→ Exercise prompt:
Reproduce all of the following entries, substituting "Target" for every occurrence of "Query" and leaving everything else unchanged. Omit the pictures from your answer.

(Entries from a collection)
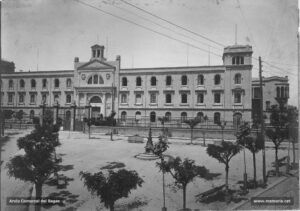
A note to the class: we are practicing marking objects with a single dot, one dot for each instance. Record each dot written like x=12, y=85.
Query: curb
x=236, y=207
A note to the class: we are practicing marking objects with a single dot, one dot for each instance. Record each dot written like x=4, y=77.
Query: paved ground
x=284, y=187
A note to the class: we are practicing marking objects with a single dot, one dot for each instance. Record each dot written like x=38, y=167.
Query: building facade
x=220, y=92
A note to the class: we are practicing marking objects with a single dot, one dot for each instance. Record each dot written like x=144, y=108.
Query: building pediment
x=95, y=65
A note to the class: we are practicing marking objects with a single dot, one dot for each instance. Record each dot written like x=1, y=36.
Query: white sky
x=48, y=34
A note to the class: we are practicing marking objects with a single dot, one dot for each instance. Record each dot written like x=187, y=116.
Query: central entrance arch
x=96, y=107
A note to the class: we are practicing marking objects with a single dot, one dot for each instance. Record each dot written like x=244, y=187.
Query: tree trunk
x=254, y=169
x=38, y=195
x=276, y=161
x=184, y=196
x=226, y=169
x=111, y=207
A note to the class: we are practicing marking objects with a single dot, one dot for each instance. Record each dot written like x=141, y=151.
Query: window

→ The solution:
A note to the class: we are practicing marking objects with a single dot, one dot for each instance. Record each dot written like x=12, y=85.
Target: curb
x=236, y=207
A note to the class: we are practicing marking objects with a single dot, one dot for each instance. Record each dot written like x=4, y=77.
Target: paved ground
x=284, y=187
A note to the class: we are practicing marking objects with a single dot, one dot for each instance. Record each dot written like x=38, y=167.
Target: building facade
x=220, y=92
A note to the class: we are practicing marking objects with a single dot, one dot for each instance. Record each dot written like x=144, y=108.
Target: building pediment
x=95, y=65
A note to the class: we are practicing marking objects with a single dot, one dot for each instance. Record each dot written like x=1, y=36.
Target: white sky
x=48, y=34
A note to the class: we are practicing marking objects with a single dot, one dot for each instance. Record each dot written like x=187, y=116.
Target: central entrance arch
x=96, y=107
A note to the class: we are practicing marking objects with a single dot, one dot for each instance. Record each dot written like x=244, y=187.
Target: tree trunk
x=254, y=169
x=38, y=195
x=276, y=161
x=184, y=196
x=226, y=169
x=111, y=207
A note to the class: we are practicing marking objects with a single dot, one dot for each instance. Record each dot written like x=141, y=151.
Target: window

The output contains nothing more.